*** Opening of RECORDS SHOWN ***

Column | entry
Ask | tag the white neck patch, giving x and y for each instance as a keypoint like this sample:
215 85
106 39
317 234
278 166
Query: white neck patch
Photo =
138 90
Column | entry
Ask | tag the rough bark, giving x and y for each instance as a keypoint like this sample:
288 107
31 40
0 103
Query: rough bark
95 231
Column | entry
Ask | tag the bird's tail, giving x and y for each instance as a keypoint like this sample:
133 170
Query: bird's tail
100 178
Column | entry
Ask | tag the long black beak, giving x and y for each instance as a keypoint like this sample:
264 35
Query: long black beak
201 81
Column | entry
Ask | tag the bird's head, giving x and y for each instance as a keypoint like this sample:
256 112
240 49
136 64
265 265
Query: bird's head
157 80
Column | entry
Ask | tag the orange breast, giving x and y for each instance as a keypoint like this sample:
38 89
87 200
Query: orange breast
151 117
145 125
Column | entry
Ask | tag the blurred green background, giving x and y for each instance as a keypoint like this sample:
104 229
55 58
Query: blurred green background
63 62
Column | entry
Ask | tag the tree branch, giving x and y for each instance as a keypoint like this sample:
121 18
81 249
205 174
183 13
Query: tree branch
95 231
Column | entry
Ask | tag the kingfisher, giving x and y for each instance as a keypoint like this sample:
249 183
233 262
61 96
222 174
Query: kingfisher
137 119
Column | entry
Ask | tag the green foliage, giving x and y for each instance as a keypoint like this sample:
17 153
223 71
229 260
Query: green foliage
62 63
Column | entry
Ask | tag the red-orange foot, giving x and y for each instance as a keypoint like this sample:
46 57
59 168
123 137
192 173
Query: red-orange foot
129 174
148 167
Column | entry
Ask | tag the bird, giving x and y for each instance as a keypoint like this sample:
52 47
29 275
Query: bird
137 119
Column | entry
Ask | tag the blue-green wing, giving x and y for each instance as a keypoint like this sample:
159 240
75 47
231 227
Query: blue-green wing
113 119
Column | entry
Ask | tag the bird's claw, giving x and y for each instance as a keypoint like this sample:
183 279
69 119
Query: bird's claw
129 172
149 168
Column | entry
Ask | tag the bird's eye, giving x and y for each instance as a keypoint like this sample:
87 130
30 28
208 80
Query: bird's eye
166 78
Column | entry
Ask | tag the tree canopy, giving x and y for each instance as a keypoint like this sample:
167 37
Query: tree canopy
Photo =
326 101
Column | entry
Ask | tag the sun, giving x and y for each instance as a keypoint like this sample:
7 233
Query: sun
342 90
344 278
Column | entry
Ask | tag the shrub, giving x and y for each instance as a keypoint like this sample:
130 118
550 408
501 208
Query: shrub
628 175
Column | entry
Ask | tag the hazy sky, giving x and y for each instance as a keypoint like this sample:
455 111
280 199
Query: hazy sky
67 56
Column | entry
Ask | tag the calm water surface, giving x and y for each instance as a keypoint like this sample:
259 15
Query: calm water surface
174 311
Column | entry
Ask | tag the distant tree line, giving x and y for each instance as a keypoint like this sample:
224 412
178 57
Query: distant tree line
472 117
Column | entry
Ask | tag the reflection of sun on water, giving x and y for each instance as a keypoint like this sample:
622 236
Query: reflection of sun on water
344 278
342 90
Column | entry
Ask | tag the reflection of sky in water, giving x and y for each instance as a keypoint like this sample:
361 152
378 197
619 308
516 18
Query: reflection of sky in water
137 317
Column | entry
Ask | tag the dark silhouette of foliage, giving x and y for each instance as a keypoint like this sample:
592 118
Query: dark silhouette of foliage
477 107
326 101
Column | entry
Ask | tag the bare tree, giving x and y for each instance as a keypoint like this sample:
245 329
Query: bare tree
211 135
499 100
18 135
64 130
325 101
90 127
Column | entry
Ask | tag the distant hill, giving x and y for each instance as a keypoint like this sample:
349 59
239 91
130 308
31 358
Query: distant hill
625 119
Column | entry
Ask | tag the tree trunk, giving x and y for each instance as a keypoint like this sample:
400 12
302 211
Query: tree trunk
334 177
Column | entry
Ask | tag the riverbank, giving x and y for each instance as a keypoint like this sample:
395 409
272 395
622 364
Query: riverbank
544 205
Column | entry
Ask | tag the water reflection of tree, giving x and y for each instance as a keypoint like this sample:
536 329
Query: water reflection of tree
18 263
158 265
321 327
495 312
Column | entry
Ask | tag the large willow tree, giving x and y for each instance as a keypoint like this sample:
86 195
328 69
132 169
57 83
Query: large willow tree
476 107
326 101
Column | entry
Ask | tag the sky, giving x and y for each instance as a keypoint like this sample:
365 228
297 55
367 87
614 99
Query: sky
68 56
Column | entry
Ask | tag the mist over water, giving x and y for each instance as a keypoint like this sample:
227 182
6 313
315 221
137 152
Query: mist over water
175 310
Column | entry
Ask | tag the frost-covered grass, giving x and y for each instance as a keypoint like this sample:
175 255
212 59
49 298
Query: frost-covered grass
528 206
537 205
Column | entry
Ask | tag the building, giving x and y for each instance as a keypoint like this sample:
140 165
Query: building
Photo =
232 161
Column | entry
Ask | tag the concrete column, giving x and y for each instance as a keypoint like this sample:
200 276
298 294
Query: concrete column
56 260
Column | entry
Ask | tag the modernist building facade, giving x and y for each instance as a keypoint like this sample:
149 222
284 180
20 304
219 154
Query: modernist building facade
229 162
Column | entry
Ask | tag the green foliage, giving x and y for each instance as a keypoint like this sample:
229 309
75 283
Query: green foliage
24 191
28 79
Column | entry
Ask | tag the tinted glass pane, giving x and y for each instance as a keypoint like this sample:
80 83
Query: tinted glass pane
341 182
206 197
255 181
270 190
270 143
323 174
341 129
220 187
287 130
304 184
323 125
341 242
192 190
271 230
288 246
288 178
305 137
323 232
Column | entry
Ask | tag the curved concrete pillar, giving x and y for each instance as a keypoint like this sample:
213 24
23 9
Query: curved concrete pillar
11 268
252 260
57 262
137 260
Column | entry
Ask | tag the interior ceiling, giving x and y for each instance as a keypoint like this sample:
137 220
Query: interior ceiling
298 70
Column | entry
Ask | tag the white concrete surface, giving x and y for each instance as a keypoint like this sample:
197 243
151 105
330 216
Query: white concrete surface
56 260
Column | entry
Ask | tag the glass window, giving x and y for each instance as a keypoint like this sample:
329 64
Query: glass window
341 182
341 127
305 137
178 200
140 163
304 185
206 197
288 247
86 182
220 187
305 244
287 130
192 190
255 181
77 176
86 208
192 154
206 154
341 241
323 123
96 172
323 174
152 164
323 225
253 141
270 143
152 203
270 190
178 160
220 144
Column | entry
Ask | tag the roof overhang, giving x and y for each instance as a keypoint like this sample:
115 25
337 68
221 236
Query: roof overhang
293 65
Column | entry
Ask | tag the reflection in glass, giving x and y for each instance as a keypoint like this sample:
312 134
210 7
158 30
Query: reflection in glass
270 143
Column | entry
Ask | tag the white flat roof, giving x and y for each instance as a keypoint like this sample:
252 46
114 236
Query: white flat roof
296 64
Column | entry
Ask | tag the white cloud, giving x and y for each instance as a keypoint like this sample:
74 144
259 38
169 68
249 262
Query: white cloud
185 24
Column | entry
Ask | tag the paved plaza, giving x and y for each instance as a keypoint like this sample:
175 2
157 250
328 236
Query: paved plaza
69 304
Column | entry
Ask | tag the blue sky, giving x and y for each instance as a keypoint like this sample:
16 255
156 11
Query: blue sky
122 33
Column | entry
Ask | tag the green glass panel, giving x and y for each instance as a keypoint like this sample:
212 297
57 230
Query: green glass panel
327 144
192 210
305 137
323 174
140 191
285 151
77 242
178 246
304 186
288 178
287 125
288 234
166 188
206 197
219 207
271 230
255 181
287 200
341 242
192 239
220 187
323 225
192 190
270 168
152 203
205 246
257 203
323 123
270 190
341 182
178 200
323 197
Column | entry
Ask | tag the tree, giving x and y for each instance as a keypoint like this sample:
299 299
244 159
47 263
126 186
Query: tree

*** Close of RECORDS SHOWN ***

• WHAT IS NEEDED
Count the lines of the data that hold the string "neck", and give that number as the entire reply.

• SOLUTION
2